→ Page extract
****************

Okay to we've already optimised the evaluator but that wasn't our main goal. Lets return to optimising the extractor

First we need to split the dataset into train and test


In [None]:
import random
random.seed(42)
from langfuse.api.resources.commons.types import DatasetStatus
dataset = langfuse.get_dataset("events_reduced")
train = []
test = []
data_size = len(dataset.items)
for item in dataset.items:
    if item.status != DatasetStatus.ARCHIVED:
        metadata = item.metadata
        if metadata is None:
            metadata = {}
        if random.random() < 0.8:
            train.append(dspy.Example(html=item.input["kwargs"]["html"], url=item.input["kwargs"]["url"], title=item.expected_output["_store"]["title"], description=item.expected_output["_store"]["description"], location=item.expected_output["_store"]["location"], start_time=item.expected_output["_store"]["start_time"], end_time=item.expected_output["_store"]["end_time"]).with_inputs("html","url"))
            metadata["set"] = "train"
        else:
            test.append(dspy.Example(html=item.input["kwargs"]["html"], url=item.input["kwargs"]["url"], title=item.expected_output["_store"]["title"], description=item.expected_output["_store"]["description"], location=item.expected_output["_store"]["location"], start_time=item.expected_output["_store"]["start_time"], end_time=item.expected_output["_store"]["end_time"]).with_inputs("html","url"))
            metadata["set"] = "test"
        langfuse.create_dataset_item("events_reduced",item.input,item.expected_output,metadata,item.source_trace_id,item.source_observation_id,item.status,item.id)
len(train), len(test), len(dataset.items)


We'll use the evaluator as the metric so in this case we just ignore expected output from the example. It's just checking if the predicted information is grounded in the html


In [None]:
def ogt_evaluate(example, prediction, trace=None):
    ground_truth_evaluator = GroundTruthEvaluator(config_file="gteo.json")

****************

→ Input data
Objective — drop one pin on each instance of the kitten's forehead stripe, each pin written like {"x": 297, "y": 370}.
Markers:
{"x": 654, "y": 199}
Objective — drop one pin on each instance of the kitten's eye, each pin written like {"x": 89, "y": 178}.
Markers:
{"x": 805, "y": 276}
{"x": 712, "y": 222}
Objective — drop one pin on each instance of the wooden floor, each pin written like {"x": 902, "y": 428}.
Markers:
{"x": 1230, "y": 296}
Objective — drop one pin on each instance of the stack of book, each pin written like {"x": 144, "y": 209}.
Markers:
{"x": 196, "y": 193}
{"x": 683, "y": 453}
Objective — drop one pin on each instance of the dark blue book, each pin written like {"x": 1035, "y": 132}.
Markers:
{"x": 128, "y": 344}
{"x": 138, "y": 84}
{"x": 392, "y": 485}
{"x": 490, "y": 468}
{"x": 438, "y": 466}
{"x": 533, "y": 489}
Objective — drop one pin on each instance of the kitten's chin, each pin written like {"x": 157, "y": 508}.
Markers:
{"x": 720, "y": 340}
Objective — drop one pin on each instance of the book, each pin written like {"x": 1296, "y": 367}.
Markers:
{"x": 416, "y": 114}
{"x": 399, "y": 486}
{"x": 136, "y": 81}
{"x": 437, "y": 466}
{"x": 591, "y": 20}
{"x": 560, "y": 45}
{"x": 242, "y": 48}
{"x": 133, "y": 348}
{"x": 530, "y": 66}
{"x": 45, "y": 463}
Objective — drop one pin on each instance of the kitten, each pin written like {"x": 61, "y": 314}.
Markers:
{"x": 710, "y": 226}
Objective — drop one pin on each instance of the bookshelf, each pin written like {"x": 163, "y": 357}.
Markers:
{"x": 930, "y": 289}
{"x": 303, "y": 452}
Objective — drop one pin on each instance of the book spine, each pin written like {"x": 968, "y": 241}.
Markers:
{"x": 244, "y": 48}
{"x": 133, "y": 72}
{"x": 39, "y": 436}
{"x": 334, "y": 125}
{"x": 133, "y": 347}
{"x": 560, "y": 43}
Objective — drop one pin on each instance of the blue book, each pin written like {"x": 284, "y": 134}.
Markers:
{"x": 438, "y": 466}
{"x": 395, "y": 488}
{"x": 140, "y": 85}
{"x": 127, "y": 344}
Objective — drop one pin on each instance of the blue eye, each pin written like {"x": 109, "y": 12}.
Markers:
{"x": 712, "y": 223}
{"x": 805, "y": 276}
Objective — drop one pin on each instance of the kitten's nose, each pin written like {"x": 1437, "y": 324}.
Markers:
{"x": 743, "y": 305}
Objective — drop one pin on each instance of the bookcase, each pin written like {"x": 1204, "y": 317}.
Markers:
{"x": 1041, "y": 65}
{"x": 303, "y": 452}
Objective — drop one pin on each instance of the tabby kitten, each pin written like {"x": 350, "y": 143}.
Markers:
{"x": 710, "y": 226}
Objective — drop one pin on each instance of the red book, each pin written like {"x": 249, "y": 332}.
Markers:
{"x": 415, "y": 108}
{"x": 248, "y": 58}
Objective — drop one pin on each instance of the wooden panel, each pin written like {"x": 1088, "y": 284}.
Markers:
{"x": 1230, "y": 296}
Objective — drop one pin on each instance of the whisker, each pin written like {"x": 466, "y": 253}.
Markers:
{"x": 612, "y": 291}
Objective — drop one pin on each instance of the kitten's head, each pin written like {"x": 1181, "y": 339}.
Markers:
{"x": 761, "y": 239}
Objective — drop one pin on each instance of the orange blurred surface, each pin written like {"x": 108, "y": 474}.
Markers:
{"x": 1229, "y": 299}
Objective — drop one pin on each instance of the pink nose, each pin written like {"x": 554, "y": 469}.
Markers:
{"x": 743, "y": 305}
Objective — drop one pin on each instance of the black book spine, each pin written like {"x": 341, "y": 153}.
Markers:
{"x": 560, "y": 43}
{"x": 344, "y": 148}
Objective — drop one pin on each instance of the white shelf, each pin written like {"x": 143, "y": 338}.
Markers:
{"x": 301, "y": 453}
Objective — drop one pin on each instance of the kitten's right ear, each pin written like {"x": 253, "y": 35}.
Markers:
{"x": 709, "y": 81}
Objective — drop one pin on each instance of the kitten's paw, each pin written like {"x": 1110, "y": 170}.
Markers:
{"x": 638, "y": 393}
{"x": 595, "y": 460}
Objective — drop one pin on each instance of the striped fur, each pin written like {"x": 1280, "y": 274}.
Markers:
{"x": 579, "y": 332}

****************

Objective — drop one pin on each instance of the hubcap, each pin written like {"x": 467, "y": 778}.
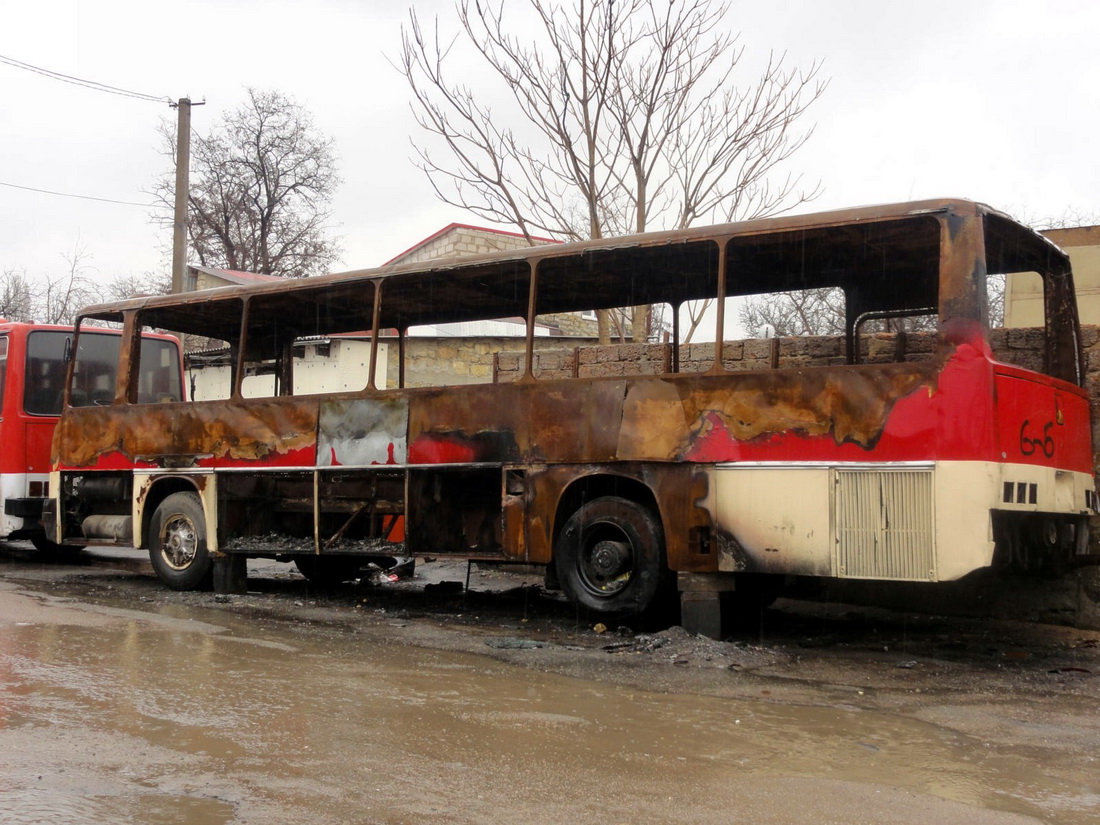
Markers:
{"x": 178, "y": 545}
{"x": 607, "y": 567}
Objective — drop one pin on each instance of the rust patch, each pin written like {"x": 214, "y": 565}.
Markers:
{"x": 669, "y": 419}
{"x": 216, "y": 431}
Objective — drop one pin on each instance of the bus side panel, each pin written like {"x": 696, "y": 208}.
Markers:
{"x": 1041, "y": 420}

****************

→ Task instructions
[1] Using the notebook extract on optimizing the extractor, answer:
(a) What value is passed to random.seed?
(b) Items with which status are excluded from both splits?
(c) What config file is given to GroundTruthEvaluator?
[2] Write a continuation of the notebook extract on optimizing the extractor, starting after its final line.

→ Replies
[1]
(a) 42
(b) DatasetStatus.ARCHIVED
(c) gteo.json

[2]
    return ground_truth_evaluator.evaluate(html=example.html, url=example.url, title=prediction.title, description=prediction.description, location=prediction.location, start_time=prediction.start_time, end_time=prediction.end_time).score

simple_extractor = dspy.Predict(Extractor_Signature)
def run_optimisation():
    tp = dspy.MIPROv2(metric=ogt_evaluate, auto="medium", num_threads=3,verbose=True)
    return tp.compile(simple_extractor, trainset=train, max_bootstrapped_demos=2, max_labeled_demos=5, requires_permission_to_run=False)

optimised_extractor = run_optimisation()
optimised_extractor.save("optimised_extractor.json")


Next lets run the evaluation again with the optimised extractor

In [None]:
run_evaluation("baseline",dataset_name="events_reduced",extractor=Extractor(),evaluator=GroundTruthEvaluator(config_file="gteo.json"),set="test")

For my test set the optimised extractor performed a little better that the baseline.

We can also try optimising using a different LLM for the prompt and task models. Let's try Claude 3.5 sonnet, it will be slower but hopefully propose better instructions.

In [None]:
simple_extractor = dspy.Predict(Extractor_Signature)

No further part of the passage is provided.